Return every line of the data below that contains the string "ground", unchanged and in its original order.

■ **SOURCE DATA**
============
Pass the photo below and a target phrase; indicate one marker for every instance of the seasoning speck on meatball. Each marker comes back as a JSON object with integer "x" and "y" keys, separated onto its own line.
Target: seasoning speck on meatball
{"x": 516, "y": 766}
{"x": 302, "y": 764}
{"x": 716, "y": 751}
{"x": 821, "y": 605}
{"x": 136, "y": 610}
============
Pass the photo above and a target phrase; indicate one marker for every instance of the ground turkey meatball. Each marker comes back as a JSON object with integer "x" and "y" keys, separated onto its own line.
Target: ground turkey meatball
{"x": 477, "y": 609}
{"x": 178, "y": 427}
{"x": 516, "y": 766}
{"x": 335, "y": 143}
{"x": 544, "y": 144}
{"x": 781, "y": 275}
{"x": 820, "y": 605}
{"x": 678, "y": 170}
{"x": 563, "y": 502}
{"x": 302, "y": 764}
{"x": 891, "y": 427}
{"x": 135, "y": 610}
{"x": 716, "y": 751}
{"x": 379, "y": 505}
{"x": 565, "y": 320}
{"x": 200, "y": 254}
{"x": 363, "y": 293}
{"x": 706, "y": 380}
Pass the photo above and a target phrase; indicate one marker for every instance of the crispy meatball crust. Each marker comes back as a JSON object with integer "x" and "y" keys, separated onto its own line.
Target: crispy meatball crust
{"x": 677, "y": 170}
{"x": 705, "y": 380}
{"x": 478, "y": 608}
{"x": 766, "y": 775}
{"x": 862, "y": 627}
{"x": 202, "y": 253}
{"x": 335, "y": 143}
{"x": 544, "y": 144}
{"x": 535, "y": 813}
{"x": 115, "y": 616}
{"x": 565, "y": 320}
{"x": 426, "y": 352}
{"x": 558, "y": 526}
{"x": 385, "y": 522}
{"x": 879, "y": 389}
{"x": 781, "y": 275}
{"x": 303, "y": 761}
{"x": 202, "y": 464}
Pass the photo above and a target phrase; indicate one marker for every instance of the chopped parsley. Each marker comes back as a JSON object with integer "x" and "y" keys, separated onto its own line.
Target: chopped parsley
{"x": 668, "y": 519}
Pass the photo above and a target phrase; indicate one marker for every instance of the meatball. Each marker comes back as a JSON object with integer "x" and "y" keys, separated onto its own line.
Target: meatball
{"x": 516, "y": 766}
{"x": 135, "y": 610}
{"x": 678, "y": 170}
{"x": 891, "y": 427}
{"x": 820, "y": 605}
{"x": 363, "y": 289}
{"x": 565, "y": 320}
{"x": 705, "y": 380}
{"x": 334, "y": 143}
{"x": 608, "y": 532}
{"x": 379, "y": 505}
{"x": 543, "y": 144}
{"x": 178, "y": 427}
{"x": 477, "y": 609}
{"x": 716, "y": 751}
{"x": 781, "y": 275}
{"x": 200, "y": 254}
============
■ **THE COMPLETED TASK**
Pass the photo above and a target phrase; indicate one marker for every instance of the ground turkey meatball. Each marker comes back as a JSON object with integer "x" and "y" keys, separated onto its own line.
Target: ground turkey meatball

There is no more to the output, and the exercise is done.